▶ **What is being asked**: Without the pictures, output the records below word for word.

▶ **Recorded information**:

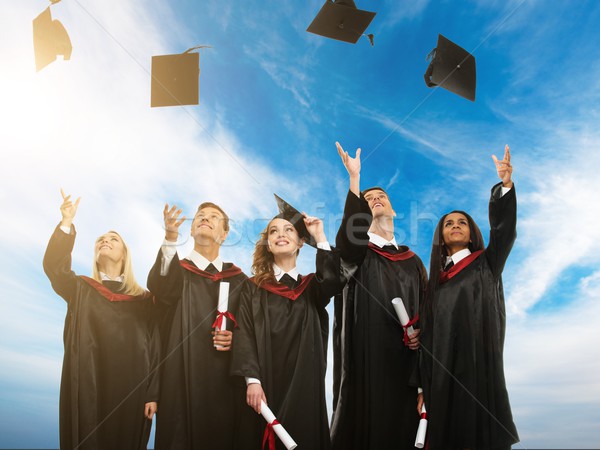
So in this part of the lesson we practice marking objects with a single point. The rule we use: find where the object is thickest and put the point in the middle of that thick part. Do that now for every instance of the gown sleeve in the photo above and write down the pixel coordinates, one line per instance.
(244, 360)
(503, 227)
(330, 275)
(352, 239)
(57, 263)
(167, 289)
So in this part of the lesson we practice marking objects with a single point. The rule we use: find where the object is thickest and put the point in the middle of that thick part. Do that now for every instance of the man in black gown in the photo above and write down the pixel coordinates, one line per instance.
(200, 403)
(375, 390)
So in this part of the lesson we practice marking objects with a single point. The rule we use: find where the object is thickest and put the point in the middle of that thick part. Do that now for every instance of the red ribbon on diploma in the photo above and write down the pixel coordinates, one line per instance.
(411, 322)
(269, 435)
(219, 320)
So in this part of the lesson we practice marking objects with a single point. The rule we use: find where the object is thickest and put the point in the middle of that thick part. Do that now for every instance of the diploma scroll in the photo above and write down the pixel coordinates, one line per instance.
(402, 314)
(222, 307)
(422, 430)
(277, 428)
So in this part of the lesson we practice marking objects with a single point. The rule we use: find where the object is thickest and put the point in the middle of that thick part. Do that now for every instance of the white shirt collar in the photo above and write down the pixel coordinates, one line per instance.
(202, 263)
(278, 271)
(105, 277)
(458, 256)
(380, 241)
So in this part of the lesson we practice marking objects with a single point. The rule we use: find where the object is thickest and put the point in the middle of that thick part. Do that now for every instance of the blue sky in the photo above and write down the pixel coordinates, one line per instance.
(273, 101)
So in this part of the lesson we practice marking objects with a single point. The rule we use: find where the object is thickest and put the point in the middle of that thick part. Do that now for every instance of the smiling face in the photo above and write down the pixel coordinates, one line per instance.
(209, 224)
(379, 203)
(282, 238)
(456, 232)
(109, 248)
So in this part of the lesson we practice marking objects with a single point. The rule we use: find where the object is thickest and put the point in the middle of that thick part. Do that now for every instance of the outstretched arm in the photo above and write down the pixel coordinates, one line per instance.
(503, 215)
(57, 259)
(165, 280)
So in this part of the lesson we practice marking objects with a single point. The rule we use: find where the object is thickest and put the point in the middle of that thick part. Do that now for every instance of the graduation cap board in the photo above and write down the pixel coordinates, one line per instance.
(341, 20)
(452, 68)
(175, 78)
(295, 217)
(50, 39)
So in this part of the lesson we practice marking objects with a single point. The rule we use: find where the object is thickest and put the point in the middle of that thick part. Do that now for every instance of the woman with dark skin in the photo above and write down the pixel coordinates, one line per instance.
(463, 326)
(108, 393)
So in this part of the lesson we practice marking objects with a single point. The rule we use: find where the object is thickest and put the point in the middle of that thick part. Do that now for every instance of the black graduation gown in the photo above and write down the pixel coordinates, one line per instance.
(375, 384)
(199, 403)
(111, 354)
(469, 407)
(283, 343)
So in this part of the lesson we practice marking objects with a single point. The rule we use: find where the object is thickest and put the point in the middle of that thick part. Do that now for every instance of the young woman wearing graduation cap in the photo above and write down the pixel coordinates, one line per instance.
(281, 345)
(463, 325)
(108, 391)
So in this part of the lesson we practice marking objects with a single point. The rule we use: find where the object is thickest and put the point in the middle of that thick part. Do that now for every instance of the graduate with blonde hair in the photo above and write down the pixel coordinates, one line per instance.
(109, 387)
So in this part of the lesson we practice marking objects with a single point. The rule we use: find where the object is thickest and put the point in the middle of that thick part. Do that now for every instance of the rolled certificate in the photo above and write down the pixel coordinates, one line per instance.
(422, 430)
(402, 314)
(222, 307)
(277, 428)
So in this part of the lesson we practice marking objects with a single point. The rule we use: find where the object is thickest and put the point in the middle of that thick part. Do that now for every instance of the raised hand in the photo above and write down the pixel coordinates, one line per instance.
(254, 394)
(504, 168)
(352, 165)
(315, 227)
(172, 222)
(68, 209)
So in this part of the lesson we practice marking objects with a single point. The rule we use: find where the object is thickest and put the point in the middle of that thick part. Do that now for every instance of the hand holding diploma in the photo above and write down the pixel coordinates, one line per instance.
(222, 338)
(275, 426)
(411, 336)
(422, 430)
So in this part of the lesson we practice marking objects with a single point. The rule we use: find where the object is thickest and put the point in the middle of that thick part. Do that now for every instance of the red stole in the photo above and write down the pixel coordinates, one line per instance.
(456, 268)
(284, 291)
(112, 296)
(392, 256)
(227, 273)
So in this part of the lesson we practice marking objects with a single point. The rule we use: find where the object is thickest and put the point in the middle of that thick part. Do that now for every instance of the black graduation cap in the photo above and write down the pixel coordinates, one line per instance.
(452, 68)
(175, 79)
(49, 40)
(295, 217)
(341, 20)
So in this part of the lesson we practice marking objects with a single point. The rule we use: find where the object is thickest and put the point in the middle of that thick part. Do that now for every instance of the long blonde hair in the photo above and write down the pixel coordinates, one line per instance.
(130, 286)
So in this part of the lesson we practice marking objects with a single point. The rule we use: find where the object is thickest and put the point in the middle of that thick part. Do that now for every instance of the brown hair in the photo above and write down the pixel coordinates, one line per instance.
(218, 208)
(263, 259)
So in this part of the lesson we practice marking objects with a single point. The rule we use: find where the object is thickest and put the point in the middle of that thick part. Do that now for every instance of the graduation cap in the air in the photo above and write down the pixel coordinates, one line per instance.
(452, 68)
(175, 78)
(341, 20)
(49, 39)
(295, 217)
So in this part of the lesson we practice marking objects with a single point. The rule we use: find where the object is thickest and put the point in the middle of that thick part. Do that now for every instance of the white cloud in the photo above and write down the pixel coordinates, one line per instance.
(552, 361)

▶ **Exercise response**:
So in this part of the lesson we practice marking objects with a single point. The rule we use: find where the object is thickest and put the point in the middle of that thick part. Do that now for every instance of the gown sleeve in the photo above and write down the pixel coordinates, one line per instance.
(244, 360)
(503, 227)
(330, 275)
(352, 239)
(57, 263)
(167, 289)
So in this part of the lesson we practice marking objects with a single point. The rule we use: find where the object is thickest and put the point in the middle of that thick part. Do that now for every instance of the man in black gown in the photo above and write down the pixel coordinates, one line per instance.
(200, 403)
(375, 390)
So in this part of the lesson we practice marking objects with a single point. The rule we use: find where the object is thickest and put the point in the middle of that thick part. Do that now for every instance of the red ribbon on diploma in the photo above and write down the pixel coordinates, one line per instance.
(411, 322)
(269, 435)
(219, 320)
So in this part of the lesson we practice marking objects with a single point. The rule we use: find where the object is thickest and put the point in the middle of that thick part. Do that now for every instance of the diploma scroll in the photo above and write down the pixel coordinates, one line per instance.
(402, 314)
(222, 307)
(422, 430)
(277, 428)
So in this part of the lesson we practice marking objects with a single point. The rule we use: find where the object is thickest and put the point in the middle of that thick part. Do that now for every instance of the white shirt collar in the photo above and write down the pixel coordinates, one line per instance.
(202, 263)
(278, 271)
(105, 277)
(458, 256)
(380, 241)
So in this part of the lesson we practice marking objects with a single point. The rule we use: find where the object is thickest and put the point in the middle of that thick part. Do that now for every instance of the blue sky in the photo above and write down the pixel coordinates, one line per instance.
(273, 101)
So in this part of the lesson we practice marking objects with a single point. The rule we use: find where the object is thickest and put the point in the middle of that thick part. Do that now for every instance of the smiling face in the photo above and write down the pixel coordinates, one line per instance.
(209, 224)
(379, 203)
(282, 238)
(456, 232)
(109, 248)
So in this part of the lesson we practice marking objects with a single point. The rule we use: find where the object is thickest and put the point in the middle of that thick part. Do that now for every instance of the outstretched arm in the photo above and write down the pixel coordinates, one line per instance.
(503, 215)
(57, 259)
(165, 280)
So in this part of the lesson we practice marking objects with a single point. The rule we use: find where the object is thickest and put the point in the middle of that thick part. Do that now for every instance of the graduation cap board in the photo above and write down the pixel coordinates, one line per instance.
(341, 20)
(452, 68)
(175, 78)
(295, 217)
(50, 39)
So in this part of the lesson we practice marking objects with a single point. The rule we use: find where the object is thickest and put the point in the middle of that thick part. Do that now for every instance of the woman with dark skin in the photo above and write down the pixel coordinates, one line per instance.
(463, 326)
(108, 393)
So in this part of the lesson we practice marking objects with a single point. The rule we use: find where the object is thickest and put the point in the middle of that thick part. Do that now for every instance of the black graduation gown in the photo above and write down the pixel coordinates, one line per instance.
(375, 384)
(199, 403)
(111, 354)
(469, 407)
(283, 343)
So in this part of the lesson we practice marking objects with a single point. The rule we use: find where the object is thickest and put the point in the middle of that thick part. Do that now for every instance of the young woman wearing graduation cap in the photo above and write down the pixel coordinates, one line per instance.
(281, 345)
(463, 325)
(108, 391)
So in this part of the lesson we practice marking objects with a single point. The rule we use: find where the object is thickest and put the point in the middle of that thick part. Do that now for every instance of the graduate with blonde hair in the photo above and write down the pixel coordinates, one line per instance.
(109, 387)
So in this part of the lesson we practice marking objects with a single point. The rule we use: find where the object is thickest and put the point in the middle of that thick part. Do that now for every instance of the rolled certificate in the photo above and write down the pixel coordinates, one line per instance.
(422, 430)
(402, 314)
(222, 307)
(277, 428)
So in this part of the lesson we practice marking objects with a single point. The rule we use: find where the object is thickest and put the point in the middle of that thick part. Do that now for every instance of the raised hand in the photo above and write down the pixel coordinates, one line per instance.
(254, 394)
(504, 168)
(352, 165)
(315, 227)
(172, 222)
(68, 209)
So in this part of the lesson we practice marking objects with a single point. The rule we use: find where the object is thickest and put the point in the middle of that thick part. Do that now for every instance of the hand holding diploma in the photo above and write down the pixel coordinates, one line per instance.
(222, 338)
(275, 426)
(411, 336)
(422, 430)
So in this part of the lesson we practice marking objects with a single point. The rule we use: find where the object is thickest and put the point in the middle of that thick part. Do that now for every instance of the red stole in the photo above and write down the pixel coordinates, one line per instance.
(456, 268)
(284, 291)
(112, 296)
(392, 256)
(227, 273)
So in this part of the lesson we practice marking objects with a single point. The rule we use: find where the object is thickest and put the point in the middle of that thick part. Do that now for every instance of the black graduation cap in the photo above and write down the pixel coordinates, one line per instance.
(452, 68)
(175, 79)
(49, 40)
(295, 217)
(341, 20)
So in this part of the lesson we practice marking objects with a single point. The rule we use: find where the object is thickest and put the point in the middle of that thick part. Do that now for every instance of the long blonde hair in the photo above and write down the pixel coordinates, one line per instance.
(130, 286)
So in this part of the lesson we practice marking objects with a single point. The rule we use: find where the object is thickest and put the point in the middle of that thick part. Do that now for every instance of the brown hair in the photo above and write down the pixel coordinates, one line per instance.
(218, 208)
(263, 259)
So in this part of the lesson we practice marking objects with a single point. The rule we use: find where the object is thickest and put the point in the middle of that thick part. Do that now for every instance of the graduation cap in the air in the photo above and write down the pixel coordinates, one line per instance.
(452, 68)
(175, 78)
(341, 20)
(49, 39)
(295, 217)
So in this part of the lesson we practice marking objects with a single point. The rule we use: find where the object is thickest and put the point in the middle of that thick part. Do that now for every instance of the white cloud in the photo above and write down the pixel coordinates, one line per instance.
(552, 361)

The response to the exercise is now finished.